[Records]
═══

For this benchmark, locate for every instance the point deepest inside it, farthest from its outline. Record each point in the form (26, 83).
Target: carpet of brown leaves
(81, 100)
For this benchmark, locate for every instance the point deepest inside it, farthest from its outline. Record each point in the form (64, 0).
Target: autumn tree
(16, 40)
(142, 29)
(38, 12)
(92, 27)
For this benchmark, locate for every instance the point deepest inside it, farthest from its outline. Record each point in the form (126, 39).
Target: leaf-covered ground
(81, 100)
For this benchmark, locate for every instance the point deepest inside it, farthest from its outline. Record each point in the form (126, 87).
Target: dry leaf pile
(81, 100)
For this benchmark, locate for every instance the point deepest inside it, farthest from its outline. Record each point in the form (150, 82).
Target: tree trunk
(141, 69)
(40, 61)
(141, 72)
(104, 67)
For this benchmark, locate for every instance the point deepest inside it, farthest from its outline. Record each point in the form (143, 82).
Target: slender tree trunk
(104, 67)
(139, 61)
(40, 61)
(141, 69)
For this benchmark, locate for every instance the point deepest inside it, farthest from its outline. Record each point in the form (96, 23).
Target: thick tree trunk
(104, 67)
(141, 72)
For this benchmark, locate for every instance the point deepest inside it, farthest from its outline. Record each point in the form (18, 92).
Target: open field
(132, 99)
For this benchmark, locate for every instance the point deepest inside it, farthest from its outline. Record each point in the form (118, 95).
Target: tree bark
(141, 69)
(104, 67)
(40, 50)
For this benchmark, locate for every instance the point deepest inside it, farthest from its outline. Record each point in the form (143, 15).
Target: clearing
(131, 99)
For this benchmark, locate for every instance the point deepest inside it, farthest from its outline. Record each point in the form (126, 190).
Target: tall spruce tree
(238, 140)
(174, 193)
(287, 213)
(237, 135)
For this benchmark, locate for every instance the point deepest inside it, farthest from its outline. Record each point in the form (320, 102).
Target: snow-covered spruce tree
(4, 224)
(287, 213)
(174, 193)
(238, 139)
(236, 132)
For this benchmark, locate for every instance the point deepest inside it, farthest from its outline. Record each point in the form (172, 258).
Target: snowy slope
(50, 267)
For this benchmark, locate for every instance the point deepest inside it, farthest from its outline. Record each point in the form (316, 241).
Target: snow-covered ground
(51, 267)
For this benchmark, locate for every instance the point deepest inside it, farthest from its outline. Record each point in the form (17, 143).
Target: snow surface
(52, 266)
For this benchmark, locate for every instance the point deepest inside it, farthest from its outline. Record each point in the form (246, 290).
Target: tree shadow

═══

PROBLEM DETAILS — Copy out the rows unchanged, from the line containing "form (118, 95)." through the final line of the rows, with both of those lines included.

RESPONSE TO THIS TASK —
For this benchmark, locate for every instance the point deepest inside it, farthest from its outline. Record each point in the form (118, 95).
Target: tree bark
(141, 69)
(104, 67)
(40, 50)
For this benchmark, locate for every instance the point deepest inside it, farthest from its outline. Record each point in the form (143, 15).
Target: clearing
(131, 99)
For this benchmark, locate for every instance the point deepest inside it, farthest from its outline. Record each point in the form (126, 190).
Target: tall spruce tree
(238, 140)
(174, 193)
(287, 213)
(237, 135)
For this benchmark, locate for every instance the point deepest inside it, farthest from its outline. Record each point in the form (320, 102).
Target: snow-covered spruce tree
(4, 224)
(287, 213)
(174, 193)
(238, 139)
(236, 132)
For this benchmark, locate for every instance the point deepest inside it, farthest from its outline. Record each point in the form (172, 258).
Target: snowy slope
(50, 267)
For this benchmark, locate for every instance the point deepest inside it, farthest from its outline. Record each point in the form (316, 241).
Target: snow-covered ground
(51, 267)
For this benchmark, locate for every instance the point deepest inside it, farthest from its outline. Record each point in the form (17, 143).
Target: snow surface
(52, 266)
For this benchmark, locate for every instance the point deepest inside it, farthest from its outline. Record each point in the form (246, 290).
Target: tree shadow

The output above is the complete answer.